(Text excerpt Opens)

We visited a new mother and her spanking new firstborn Saturday. It wasn't Mothers Day, but it was celebratory nevertheless. Six days old, the long-limbed, excitable, bright coppery filly with four tall, white stockings, and a broad, irregular blaze kept her mother moving. Just skin, bones, and heart, her big joints and angularity apparent with every step, she sped in great galloping, looping circles around the big paddock, at the University of Massachusetts farm in Hadley, where her mother has come to live. The university's equine program is expanding aggressively into the business of breeding top-quality sport horses, and the farm's managers hope this filly, and two or three other newborns nearby with their mothers, will raise the visibility of their breeding program.
As the filly sported around, her mother, who will be bred to a new, carefully chosen sire next week, cantered with her daughter, the two of them moving as if they were still one, the way a herd of starlings or a wing of F-15s might, in tight, but perfect formation, invisibly communicating at the level of blood, nerves, and instinct.

(Text excerpt Closes)
(Data supplied Opens)

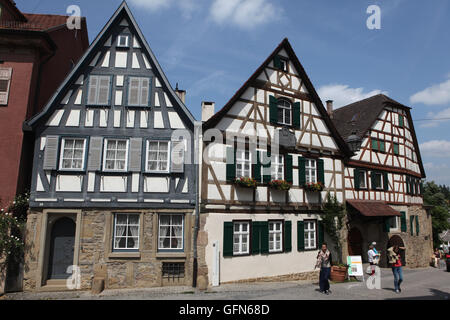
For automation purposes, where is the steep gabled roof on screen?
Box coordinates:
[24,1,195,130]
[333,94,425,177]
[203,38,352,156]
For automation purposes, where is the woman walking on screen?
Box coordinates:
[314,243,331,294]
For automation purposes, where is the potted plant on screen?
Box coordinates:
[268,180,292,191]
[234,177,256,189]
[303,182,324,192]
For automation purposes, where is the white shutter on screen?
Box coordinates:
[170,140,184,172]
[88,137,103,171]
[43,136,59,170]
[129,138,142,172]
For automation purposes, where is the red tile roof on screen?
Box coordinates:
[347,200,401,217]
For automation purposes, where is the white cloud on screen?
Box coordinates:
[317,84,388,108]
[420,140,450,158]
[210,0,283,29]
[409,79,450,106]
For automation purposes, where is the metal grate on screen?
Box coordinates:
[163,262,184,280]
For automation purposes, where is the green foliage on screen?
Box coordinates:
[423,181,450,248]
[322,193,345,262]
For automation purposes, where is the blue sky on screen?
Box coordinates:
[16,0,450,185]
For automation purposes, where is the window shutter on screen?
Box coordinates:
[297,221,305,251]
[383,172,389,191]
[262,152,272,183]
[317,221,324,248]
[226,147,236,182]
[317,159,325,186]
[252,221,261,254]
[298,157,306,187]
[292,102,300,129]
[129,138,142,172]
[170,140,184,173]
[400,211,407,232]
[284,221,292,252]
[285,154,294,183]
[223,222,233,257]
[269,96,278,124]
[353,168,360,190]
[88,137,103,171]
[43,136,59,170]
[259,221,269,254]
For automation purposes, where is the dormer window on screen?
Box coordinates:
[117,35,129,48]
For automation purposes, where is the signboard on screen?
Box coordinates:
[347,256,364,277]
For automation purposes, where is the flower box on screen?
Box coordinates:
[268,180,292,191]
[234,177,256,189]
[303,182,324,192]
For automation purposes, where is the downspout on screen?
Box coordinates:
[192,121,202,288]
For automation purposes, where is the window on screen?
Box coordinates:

(Data supplied Closes)
(Data supplied Opens)

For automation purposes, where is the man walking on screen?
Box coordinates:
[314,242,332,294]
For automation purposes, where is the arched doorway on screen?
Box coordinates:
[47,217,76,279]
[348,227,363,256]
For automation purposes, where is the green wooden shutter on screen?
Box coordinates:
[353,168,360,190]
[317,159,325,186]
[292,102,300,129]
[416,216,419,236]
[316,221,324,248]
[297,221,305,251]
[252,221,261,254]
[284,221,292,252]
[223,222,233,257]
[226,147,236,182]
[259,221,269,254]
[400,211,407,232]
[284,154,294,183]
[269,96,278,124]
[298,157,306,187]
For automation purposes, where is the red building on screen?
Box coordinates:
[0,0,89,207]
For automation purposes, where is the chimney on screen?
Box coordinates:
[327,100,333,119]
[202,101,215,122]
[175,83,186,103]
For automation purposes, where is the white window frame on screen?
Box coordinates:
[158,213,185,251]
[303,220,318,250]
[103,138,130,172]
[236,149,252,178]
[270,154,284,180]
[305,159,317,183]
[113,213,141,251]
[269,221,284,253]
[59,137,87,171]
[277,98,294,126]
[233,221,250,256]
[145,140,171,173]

(Data supplied Closes)
(Data supplied Opens)

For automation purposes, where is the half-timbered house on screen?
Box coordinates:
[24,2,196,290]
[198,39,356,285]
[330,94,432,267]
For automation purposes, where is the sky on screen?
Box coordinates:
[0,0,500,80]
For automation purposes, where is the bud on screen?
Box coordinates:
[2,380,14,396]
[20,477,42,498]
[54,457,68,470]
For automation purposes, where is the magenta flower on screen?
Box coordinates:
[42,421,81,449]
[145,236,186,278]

(Data supplied Closes)

- **Using the information**:
A) In the text about the newborn filly, where does the filly's mother now live?
B) Rewrite the stretch of the newborn filly text from "As the filly" through "nerves, and instinct.", replacing "starlings" with "sparrows".

- **Responses per task**:
A) At the University of Massachusetts farm in Hadley.

B)
As the filly sported around, her mother, who will be bred to a new, carefully chosen sire next week, cantered with her daughter, the two of them moving as if they were still one, the way a herd of sparrows or a wing of F-15s might, in tight, but perfect formation, invisibly communicating at the level of blood, nerves, and instinct.